Source data:
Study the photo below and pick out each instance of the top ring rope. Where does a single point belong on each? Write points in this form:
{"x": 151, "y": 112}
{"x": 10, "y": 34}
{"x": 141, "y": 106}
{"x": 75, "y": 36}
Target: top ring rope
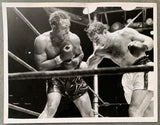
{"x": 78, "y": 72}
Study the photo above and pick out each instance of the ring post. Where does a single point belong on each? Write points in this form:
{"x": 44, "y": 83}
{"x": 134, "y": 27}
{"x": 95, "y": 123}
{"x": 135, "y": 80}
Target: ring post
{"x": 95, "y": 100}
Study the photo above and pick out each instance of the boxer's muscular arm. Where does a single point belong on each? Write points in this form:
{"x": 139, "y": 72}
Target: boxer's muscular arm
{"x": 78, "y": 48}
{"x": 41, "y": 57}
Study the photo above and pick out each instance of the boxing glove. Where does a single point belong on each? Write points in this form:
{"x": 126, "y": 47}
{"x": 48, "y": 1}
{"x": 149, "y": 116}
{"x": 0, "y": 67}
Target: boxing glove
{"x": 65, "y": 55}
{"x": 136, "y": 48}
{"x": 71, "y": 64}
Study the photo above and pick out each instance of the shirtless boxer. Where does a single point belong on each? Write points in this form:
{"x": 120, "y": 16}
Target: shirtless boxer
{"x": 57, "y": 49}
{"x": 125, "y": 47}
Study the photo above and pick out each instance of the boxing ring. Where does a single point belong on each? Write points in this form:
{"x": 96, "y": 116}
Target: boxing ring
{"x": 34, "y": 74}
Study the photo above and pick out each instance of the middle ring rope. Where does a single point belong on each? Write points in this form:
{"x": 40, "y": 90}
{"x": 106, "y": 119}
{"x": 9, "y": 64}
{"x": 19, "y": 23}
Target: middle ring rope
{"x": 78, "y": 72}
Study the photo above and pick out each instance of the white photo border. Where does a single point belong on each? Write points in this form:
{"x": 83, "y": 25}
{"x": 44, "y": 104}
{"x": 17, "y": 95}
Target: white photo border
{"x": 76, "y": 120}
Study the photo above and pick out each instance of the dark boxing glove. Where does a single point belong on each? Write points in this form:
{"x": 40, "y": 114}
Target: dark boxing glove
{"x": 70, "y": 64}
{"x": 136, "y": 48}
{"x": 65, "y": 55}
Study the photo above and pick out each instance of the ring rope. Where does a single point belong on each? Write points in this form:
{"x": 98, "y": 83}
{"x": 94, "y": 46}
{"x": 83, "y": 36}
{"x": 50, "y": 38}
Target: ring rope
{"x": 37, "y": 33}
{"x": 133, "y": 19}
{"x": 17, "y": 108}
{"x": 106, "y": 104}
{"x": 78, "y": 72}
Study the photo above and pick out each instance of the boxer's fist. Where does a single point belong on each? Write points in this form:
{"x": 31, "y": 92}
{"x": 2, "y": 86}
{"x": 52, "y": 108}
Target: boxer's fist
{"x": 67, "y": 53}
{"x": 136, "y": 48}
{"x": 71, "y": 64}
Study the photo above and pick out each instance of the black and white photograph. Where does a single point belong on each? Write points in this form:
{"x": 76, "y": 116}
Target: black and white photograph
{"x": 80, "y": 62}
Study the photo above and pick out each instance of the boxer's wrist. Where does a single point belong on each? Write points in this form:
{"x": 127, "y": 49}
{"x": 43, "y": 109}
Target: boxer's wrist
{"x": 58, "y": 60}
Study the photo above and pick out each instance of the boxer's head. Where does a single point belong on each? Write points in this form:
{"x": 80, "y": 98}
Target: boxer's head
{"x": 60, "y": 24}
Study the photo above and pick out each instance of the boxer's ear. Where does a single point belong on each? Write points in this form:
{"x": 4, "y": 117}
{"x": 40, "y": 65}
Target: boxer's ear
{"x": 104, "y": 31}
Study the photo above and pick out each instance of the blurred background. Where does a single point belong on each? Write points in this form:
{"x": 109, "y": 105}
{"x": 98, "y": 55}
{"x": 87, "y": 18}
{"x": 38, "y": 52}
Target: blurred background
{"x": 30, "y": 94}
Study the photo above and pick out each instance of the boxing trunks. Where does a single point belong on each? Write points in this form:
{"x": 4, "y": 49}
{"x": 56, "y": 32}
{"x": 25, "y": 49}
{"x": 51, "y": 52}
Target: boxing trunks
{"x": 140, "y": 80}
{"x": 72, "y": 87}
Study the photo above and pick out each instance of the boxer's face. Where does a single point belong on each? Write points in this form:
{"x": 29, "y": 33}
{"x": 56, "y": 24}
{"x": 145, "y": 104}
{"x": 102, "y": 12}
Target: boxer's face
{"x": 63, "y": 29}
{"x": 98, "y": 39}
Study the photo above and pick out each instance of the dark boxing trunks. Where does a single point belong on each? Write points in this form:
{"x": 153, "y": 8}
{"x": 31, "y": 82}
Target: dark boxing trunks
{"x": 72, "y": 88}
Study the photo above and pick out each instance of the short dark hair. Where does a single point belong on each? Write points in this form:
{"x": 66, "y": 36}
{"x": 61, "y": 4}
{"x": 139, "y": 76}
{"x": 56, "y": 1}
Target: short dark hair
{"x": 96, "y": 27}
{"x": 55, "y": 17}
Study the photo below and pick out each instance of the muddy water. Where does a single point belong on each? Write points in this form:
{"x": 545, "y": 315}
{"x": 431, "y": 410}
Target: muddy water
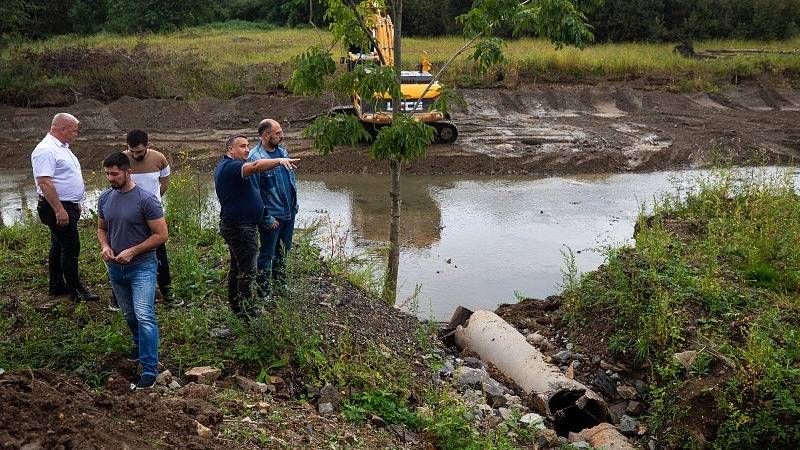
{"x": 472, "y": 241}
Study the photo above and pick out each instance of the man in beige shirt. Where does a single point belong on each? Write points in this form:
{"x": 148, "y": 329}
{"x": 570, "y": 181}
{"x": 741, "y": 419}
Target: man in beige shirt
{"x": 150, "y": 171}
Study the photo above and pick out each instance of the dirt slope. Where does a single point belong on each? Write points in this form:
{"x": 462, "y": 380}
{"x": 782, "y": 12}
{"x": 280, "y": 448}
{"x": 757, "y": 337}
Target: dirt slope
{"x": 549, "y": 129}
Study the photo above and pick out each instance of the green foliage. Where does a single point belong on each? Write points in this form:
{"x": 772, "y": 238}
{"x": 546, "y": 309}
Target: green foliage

## Activity
Skipping all images, print the data above a second time exactly.

## Exercise answer
Study the photo below and pick out each instance of the top ring rope. Where does a single point belong on each? Write points in this form:
{"x": 151, "y": 112}
{"x": 10, "y": 34}
{"x": 141, "y": 106}
{"x": 75, "y": 36}
Target: top ring rope
{"x": 78, "y": 72}
Study the photo above and pick out each instance of the ring post. Where does a single point belong on each? Write points in this form:
{"x": 44, "y": 83}
{"x": 134, "y": 27}
{"x": 95, "y": 123}
{"x": 135, "y": 80}
Target: ring post
{"x": 95, "y": 100}
Study the photo above and pick out each instance of the boxer's muscular arm. Where does a single point belong on each? Write points in this form:
{"x": 139, "y": 72}
Target: boxer's muscular arm
{"x": 78, "y": 48}
{"x": 41, "y": 57}
Study the photo above and pick out each instance of the boxing glove. Where does a single point belong on each? Write points in this form:
{"x": 126, "y": 47}
{"x": 48, "y": 1}
{"x": 149, "y": 116}
{"x": 0, "y": 67}
Target: boxing glove
{"x": 65, "y": 55}
{"x": 136, "y": 48}
{"x": 71, "y": 64}
Study the photo above and pick out each instance of the shirtless boxer. Where does a single point belong on each? Write points in this form:
{"x": 120, "y": 16}
Target: shirtless boxer
{"x": 57, "y": 49}
{"x": 125, "y": 47}
Study the photo above and pick out each instance of the boxing ring. Where does a single point belong on each? Write points in this form:
{"x": 96, "y": 116}
Target: boxing ring
{"x": 34, "y": 74}
Study the photo above and pick out each instance of the middle ring rope. Where does a single point belong on each? Write points in this form:
{"x": 40, "y": 90}
{"x": 106, "y": 119}
{"x": 9, "y": 64}
{"x": 19, "y": 23}
Target: middle ring rope
{"x": 78, "y": 72}
Study the photo above and pick out each instance of the white photo border. Where does a single point belong on each? Write points in this form:
{"x": 83, "y": 25}
{"x": 44, "y": 104}
{"x": 17, "y": 95}
Target: white photo border
{"x": 76, "y": 120}
Study the photo above and pick out each instance of the dark boxing glove. Where does a single point belong on each? Write points in this form:
{"x": 40, "y": 114}
Target: dark boxing glove
{"x": 70, "y": 64}
{"x": 136, "y": 48}
{"x": 65, "y": 55}
Study the photo above and pick out each instance of the ring rope. Where does a single point belong on each? Write points in this form:
{"x": 98, "y": 83}
{"x": 94, "y": 46}
{"x": 83, "y": 36}
{"x": 50, "y": 38}
Target: ring rope
{"x": 37, "y": 33}
{"x": 133, "y": 19}
{"x": 17, "y": 108}
{"x": 106, "y": 104}
{"x": 78, "y": 72}
Study the photo above and pick out each instance of the boxer's fist. Where does a single point belong on each? Write points in this form:
{"x": 31, "y": 92}
{"x": 2, "y": 86}
{"x": 52, "y": 108}
Target: boxer's fist
{"x": 67, "y": 53}
{"x": 136, "y": 48}
{"x": 71, "y": 64}
Study the photo above and pick out each instance of the black and white photograph. Where does a single point belong on each? Write points in this form:
{"x": 76, "y": 116}
Target: black and white photograph
{"x": 80, "y": 62}
Study the photo above and pick out each instance of the boxer's wrist. Where does a single point belong on each? Write points in this form:
{"x": 127, "y": 49}
{"x": 43, "y": 109}
Target: boxer's wrist
{"x": 58, "y": 60}
Study the photo above and pick out each instance of the boxer's head. Where does a single point belong on each? Write points in this form:
{"x": 80, "y": 98}
Target: boxer's head
{"x": 60, "y": 24}
Study the photo above and pick out each instance of the boxer's ear. Where does a single point belong on each? Write points in this form:
{"x": 4, "y": 117}
{"x": 40, "y": 65}
Target: boxer's ear
{"x": 104, "y": 31}
Study the photo above and pick out each instance of the blurred background. Where does a single point belong on each? Write points in this form:
{"x": 109, "y": 105}
{"x": 98, "y": 55}
{"x": 87, "y": 18}
{"x": 38, "y": 52}
Target: blurred background
{"x": 30, "y": 94}
Study the photo above and pick out each instance of the boxing trunks. Where does a single point belong on each? Write points in this form:
{"x": 4, "y": 49}
{"x": 56, "y": 32}
{"x": 25, "y": 49}
{"x": 51, "y": 52}
Target: boxing trunks
{"x": 140, "y": 80}
{"x": 72, "y": 87}
Study the photo above and pick out each instance of the boxer's face. Where does a single point belong on each? Write points in this form:
{"x": 29, "y": 33}
{"x": 56, "y": 24}
{"x": 145, "y": 104}
{"x": 102, "y": 12}
Target: boxer's face
{"x": 63, "y": 29}
{"x": 98, "y": 39}
Study the photo above and pick out each instance of the dark boxing trunks. Where does a single point belong on each? Write points in this form:
{"x": 153, "y": 8}
{"x": 31, "y": 82}
Target: dark boxing trunks
{"x": 72, "y": 88}
Study the photo above and pick out each instance of the short dark hair. Where does a single point belong on each? Write points in this form:
{"x": 66, "y": 36}
{"x": 61, "y": 4}
{"x": 139, "y": 76}
{"x": 56, "y": 1}
Target: short dark hair
{"x": 96, "y": 27}
{"x": 55, "y": 17}
Study the photo below and pick out each instance of the muddy water. Where does a single point belong on each? Write points in this form:
{"x": 545, "y": 315}
{"x": 431, "y": 410}
Target: muddy water
{"x": 472, "y": 241}
Study the photo above and pick out each instance of the man in beige shirt. Where does a single point belong on each? Write points in this form:
{"x": 148, "y": 329}
{"x": 570, "y": 181}
{"x": 741, "y": 419}
Target: man in beige shirt
{"x": 150, "y": 171}
Study the photo above and pick out each instance of the dirt slope. Where does a single point belong on each? Write points in this form:
{"x": 462, "y": 380}
{"x": 782, "y": 12}
{"x": 280, "y": 448}
{"x": 757, "y": 337}
Target: dirt slope
{"x": 549, "y": 129}
Study the photo above and pick out each instance of the green foliage. Where does a single point belong on each? Write points in this form:
{"x": 772, "y": 238}
{"x": 546, "y": 309}
Target: green foliage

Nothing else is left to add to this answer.